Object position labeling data
>> BEGIN
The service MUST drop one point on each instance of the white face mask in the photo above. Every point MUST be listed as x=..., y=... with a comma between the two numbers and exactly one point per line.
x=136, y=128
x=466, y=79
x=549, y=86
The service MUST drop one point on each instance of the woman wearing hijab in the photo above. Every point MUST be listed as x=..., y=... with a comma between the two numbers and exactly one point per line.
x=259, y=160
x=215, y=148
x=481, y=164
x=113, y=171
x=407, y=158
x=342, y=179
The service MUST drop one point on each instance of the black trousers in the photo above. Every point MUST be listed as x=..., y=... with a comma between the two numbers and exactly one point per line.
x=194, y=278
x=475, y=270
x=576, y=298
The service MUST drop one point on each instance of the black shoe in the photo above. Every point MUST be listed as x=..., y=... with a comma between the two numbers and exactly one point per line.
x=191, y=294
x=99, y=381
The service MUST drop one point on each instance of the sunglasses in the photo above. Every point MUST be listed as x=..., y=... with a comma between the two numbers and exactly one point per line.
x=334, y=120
>> END
◆ Problem to work on ◆
Retype the data above line for line, without changing anything.

◆ Solution for this task ◆
The service MUST drop one point on each instance of the white face mask in the photo above. Every point MUST be listed as x=..., y=... with a comma between the two numbers and exactly one point per line.
x=136, y=128
x=466, y=79
x=549, y=86
The service MUST drop one point on each instance of the woman wearing hijab in the photo above. Every point MUST be listed as x=..., y=... with a comma between the two numbers and exactly one point per line.
x=259, y=160
x=215, y=148
x=481, y=164
x=113, y=171
x=407, y=158
x=342, y=179
The service MUST drop one point on each instance of the black trousers in the photo above. Every point MUST be listed as x=..., y=... with a comma between the two numbers and exactly one point per line.
x=194, y=278
x=475, y=270
x=576, y=298
The service MUST drop one point on each instance of the black shoe in the photo above. Every point MUST be listed as x=..., y=... with a comma between the two numbers and exactly one point per line.
x=191, y=294
x=99, y=381
The service MUST drop one point on each instance of the sunglasses in the photo above. Every point MUST be listed as x=..., y=... with a comma between the two numbers and exactly one point per line.
x=334, y=120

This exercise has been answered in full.